Artificial intelligence and machine learning started much earlier, but in recent times, with the help of power computing and the availability of data, the implementation of models has shown better results. One important part of the performance of a model in machine learning is the data. There are many ways of **retrieving and cleaning the data**, and we can also see the relationship between the features in the data by plotting, **exploratory data analysis**. Also, we need to process it before it is used to train a model, **feature engineering**. After processing the data and before training a model with it, one can raise hypotheses about the relationship between features of the data and test them; this is called **statistical hypothesis testing**. 



* **A brief History of Modern AI and its applications:** quick introduction to AI and Machine Learning and a brief history of the modern AI. We will also explore some of the current applications of AI and Machine Learning.

* **Retrieving and cleaning Data:** retrieve data from different sources, how to clean it to ensure its quality

* **Exploratory data analysis and Feature Engineering:** exploratory analysis to visually confirm it is ready for machine learning modeling by feature engineering and transformations.

- Short task 1 -
Condense the paragraph of the machine learning excerpt that begins "Artificial intelligence and machine learning started much earlier" into a short bulleted list that keeps its main facts.
- Short task 2 -
Quote the machine learning excerpt word for word, everything from "Artificial intelligence and" down to "called **statistical hypothesis testing**.".

- Data entries -
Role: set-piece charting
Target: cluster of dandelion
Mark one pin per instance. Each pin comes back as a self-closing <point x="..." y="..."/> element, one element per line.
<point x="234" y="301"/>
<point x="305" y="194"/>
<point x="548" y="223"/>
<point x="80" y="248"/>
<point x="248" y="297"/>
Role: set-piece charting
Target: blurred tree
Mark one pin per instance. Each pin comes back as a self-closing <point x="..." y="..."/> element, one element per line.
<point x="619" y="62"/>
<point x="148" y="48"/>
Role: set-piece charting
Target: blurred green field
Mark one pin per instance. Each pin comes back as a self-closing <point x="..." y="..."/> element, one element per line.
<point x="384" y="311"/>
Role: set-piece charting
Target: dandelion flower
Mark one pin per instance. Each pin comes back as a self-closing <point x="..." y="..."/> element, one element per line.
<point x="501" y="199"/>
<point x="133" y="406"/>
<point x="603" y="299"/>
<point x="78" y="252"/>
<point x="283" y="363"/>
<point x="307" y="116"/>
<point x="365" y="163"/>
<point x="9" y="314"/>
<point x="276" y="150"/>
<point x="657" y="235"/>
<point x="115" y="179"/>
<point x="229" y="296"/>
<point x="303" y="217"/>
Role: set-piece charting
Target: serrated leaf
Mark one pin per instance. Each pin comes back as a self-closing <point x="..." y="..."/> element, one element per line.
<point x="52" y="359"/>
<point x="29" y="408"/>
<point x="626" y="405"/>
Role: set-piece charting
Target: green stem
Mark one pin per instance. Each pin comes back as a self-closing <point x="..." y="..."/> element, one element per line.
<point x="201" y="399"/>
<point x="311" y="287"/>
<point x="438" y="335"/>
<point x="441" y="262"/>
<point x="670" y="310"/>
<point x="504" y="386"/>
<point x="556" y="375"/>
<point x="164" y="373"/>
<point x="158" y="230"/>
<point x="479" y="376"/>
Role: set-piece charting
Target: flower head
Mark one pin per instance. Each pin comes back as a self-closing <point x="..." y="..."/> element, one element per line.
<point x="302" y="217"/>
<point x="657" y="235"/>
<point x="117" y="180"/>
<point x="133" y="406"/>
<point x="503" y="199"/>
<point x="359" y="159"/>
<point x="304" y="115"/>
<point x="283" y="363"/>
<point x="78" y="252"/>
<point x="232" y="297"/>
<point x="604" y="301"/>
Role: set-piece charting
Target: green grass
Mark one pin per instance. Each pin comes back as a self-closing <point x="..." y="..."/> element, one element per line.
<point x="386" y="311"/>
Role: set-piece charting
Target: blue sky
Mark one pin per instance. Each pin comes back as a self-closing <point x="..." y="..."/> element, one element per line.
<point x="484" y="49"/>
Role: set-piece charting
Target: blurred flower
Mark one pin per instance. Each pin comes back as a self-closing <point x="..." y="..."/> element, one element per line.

- Correct answer 1 -
- AI and machine learning began long ago, but computing power and available data have recently brought better model results.
- Data is an important part of model performance.
- Data must be retrieved and cleaned.
- Exploratory data analysis plots the data to show relationships between features.
- Feature engineering processes the data before it trains a model.
- Statistical hypothesis testing raises and tests hypotheses about feature relationships after processing and before training.

- Correct answer 2 -
Artificial intelligence and machine learning started much earlier, but in recent times, with the help of power computing and the availability of data, the implementation of models has shown better results. One important part of the performance of a model in machine learning is the data. There are many ways of **retrieving and cleaning the data**, and we can also see the relationship between the features in the data by plotting, **exploratory data analysis**. Also, we need to process it before it is used to train a model, **feature engineering**. After processing the data and before training a model with it, one can raise hypotheses about the relationship between features of the data and test them; this is called **statistical hypothesis testing**.